▶ _Your assignment_
Write out every line of the material below as a numbered list, skipping blank lines and omitting the pictures.

▶ _Provided records_
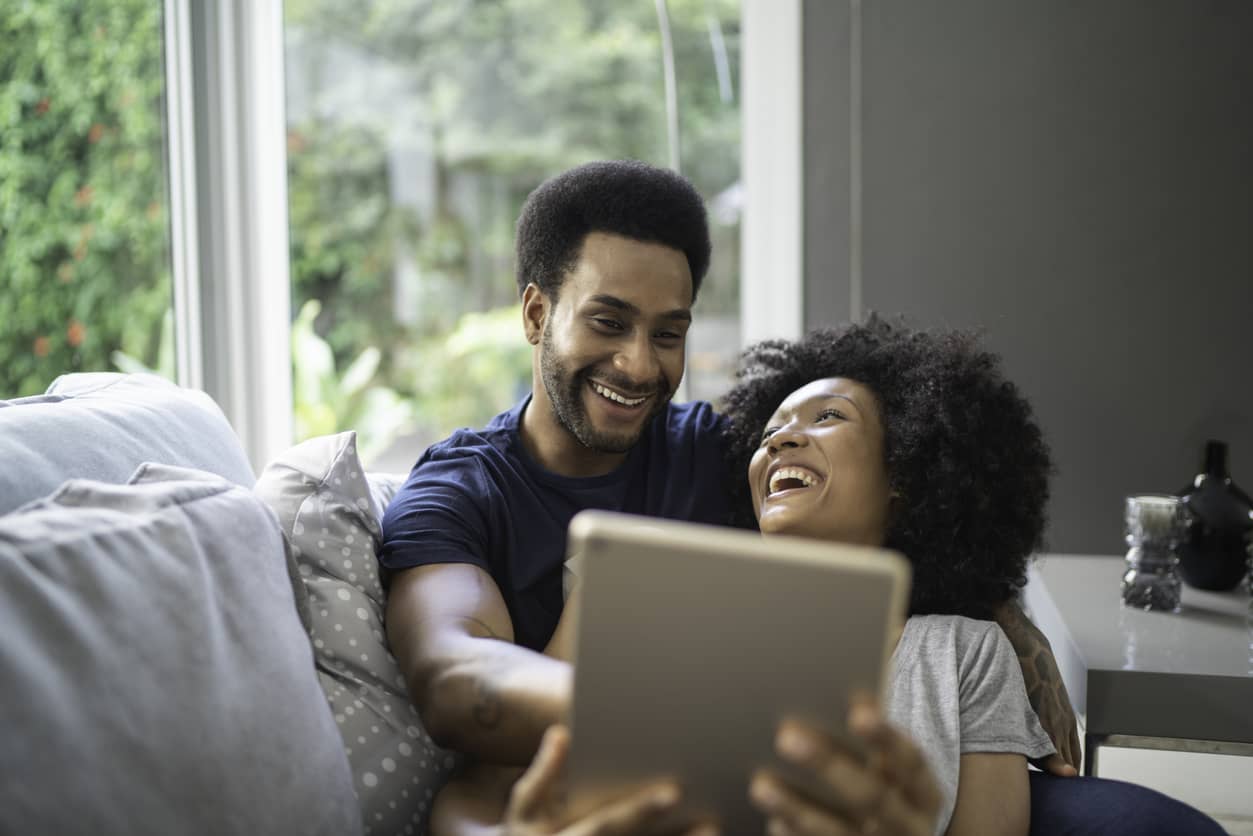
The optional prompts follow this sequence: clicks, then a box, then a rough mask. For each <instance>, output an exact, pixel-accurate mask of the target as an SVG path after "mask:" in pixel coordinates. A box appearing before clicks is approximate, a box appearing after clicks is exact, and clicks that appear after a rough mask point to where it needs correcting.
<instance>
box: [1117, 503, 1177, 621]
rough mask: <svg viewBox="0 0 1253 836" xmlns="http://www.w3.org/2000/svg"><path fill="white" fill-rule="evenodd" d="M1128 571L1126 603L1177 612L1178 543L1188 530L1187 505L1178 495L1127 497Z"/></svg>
mask: <svg viewBox="0 0 1253 836" xmlns="http://www.w3.org/2000/svg"><path fill="white" fill-rule="evenodd" d="M1124 521H1125V528H1124V530H1125V533H1126V538H1125V539H1126V545H1128V549H1126V572H1124V573H1123V603H1125V604H1126V605H1128V607H1135V608H1136V609H1152V610H1162V612H1168V613H1177V612H1179V608H1180V605H1182V604H1180V589H1182V582H1180V578H1179V551H1178V549H1179V543H1180V541H1182V540H1183V538H1184V535H1185V534H1187V531H1188V509H1187V506H1185V505H1184V504H1183V503H1182V501H1180V499H1179V498H1178V496H1170V495H1165V494H1139V495H1135V496H1128V498H1126V505H1125V515H1124Z"/></svg>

▶ _Problem solution_
1. The optional prompts follow this sequence: clicks, then a box, then a rough mask. For each <instance>, output an exact, pixel-accurate mask of the target as an SVG path after "mask:" in pixel coordinates. A box appearing before clicks is approximate, a box appearing after clicks is exact, and clicks that appear after a rough mask point to where it needs correcting.
2. <instance>
3. box: [1117, 503, 1177, 621]
4. rough mask: <svg viewBox="0 0 1253 836" xmlns="http://www.w3.org/2000/svg"><path fill="white" fill-rule="evenodd" d="M1128 571L1126 603L1177 612L1178 543L1188 530L1187 505L1178 495L1127 497Z"/></svg>
5. mask: <svg viewBox="0 0 1253 836" xmlns="http://www.w3.org/2000/svg"><path fill="white" fill-rule="evenodd" d="M1124 521H1125V528H1124V530H1125V533H1126V538H1125V539H1126V545H1128V549H1126V572H1124V573H1123V603H1125V604H1126V605H1128V607H1135V608H1136V609H1152V610H1162V612H1168V613H1177V612H1179V608H1180V605H1182V604H1180V589H1182V582H1180V578H1179V551H1178V549H1179V543H1180V541H1182V540H1183V538H1184V535H1185V534H1187V531H1188V509H1187V506H1185V505H1184V504H1183V503H1182V501H1180V499H1179V498H1178V496H1170V495H1165V494H1139V495H1135V496H1128V498H1126V505H1125V515H1124Z"/></svg>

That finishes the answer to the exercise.